# Written exercise
Can you give only the lines of the records between the line holding "Reviewer note: confirm each instance of the blue" and the line holding "pixel 221 79", inclusive, as a Markdown table with the columns No. and Text, skipping any blank lines?

# Data to use

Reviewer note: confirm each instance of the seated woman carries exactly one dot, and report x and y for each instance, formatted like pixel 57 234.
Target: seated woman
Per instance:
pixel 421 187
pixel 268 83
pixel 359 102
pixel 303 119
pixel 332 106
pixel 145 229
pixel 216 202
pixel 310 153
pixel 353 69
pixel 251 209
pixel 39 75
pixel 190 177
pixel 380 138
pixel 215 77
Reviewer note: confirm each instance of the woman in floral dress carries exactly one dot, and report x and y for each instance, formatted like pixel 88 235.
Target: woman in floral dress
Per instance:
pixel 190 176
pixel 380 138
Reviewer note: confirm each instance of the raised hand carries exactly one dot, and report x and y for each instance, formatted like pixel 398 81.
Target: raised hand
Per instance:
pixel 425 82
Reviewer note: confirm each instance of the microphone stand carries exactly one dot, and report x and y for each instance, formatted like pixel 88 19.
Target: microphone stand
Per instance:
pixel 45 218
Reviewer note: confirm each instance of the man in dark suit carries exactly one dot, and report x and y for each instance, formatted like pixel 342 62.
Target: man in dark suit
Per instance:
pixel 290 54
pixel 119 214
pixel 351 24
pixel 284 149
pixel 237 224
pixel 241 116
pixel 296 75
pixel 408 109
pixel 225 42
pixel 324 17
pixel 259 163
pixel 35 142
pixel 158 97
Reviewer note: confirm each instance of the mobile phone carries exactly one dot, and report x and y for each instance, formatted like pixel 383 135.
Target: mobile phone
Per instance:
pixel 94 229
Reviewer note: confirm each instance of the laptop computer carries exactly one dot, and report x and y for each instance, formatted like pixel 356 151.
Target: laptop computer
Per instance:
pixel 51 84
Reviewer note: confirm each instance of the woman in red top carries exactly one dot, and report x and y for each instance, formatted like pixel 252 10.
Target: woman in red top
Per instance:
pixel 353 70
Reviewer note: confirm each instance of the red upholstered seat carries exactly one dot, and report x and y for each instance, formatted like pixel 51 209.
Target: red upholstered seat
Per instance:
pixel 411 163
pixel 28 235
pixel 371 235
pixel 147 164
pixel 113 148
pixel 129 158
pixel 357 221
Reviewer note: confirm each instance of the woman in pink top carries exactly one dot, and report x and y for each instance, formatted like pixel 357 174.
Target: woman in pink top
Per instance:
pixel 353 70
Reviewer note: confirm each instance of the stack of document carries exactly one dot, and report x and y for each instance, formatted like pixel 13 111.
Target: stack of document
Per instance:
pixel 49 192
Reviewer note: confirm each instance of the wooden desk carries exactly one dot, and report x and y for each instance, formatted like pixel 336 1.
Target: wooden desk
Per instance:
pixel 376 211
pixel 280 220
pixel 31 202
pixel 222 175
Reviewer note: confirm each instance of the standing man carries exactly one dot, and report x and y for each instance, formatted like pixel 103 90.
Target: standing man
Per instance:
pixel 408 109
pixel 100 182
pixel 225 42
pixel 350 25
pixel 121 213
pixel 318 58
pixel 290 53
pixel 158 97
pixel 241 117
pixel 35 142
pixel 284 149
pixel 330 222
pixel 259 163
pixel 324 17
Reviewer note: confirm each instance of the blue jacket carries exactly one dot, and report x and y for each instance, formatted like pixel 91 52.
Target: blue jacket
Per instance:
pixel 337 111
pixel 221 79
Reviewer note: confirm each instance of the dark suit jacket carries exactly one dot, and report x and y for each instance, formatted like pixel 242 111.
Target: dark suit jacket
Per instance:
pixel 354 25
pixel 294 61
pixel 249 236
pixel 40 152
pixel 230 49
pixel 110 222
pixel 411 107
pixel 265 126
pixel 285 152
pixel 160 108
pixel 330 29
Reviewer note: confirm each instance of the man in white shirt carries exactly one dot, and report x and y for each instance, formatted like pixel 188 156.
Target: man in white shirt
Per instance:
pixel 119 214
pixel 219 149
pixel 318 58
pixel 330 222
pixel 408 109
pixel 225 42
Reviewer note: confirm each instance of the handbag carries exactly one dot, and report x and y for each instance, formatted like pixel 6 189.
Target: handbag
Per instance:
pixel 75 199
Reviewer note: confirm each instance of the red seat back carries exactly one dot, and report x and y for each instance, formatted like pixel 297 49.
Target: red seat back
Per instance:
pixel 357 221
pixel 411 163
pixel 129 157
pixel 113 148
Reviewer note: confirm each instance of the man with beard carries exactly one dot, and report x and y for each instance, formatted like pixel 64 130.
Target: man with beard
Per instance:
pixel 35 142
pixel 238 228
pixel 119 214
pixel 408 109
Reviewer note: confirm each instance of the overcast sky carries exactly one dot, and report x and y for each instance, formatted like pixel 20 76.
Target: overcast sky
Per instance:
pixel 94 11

# Response for this exercise
| No. | Text |
|---|---|
| 1 | Reviewer note: confirm each instance of the blue jacket carries exactly one dot, and report x and y for each instance, formatted like pixel 91 52. |
| 2 | Target: blue jacket |
| 3 | Per instance: |
| 4 | pixel 337 111 |
| 5 | pixel 221 79 |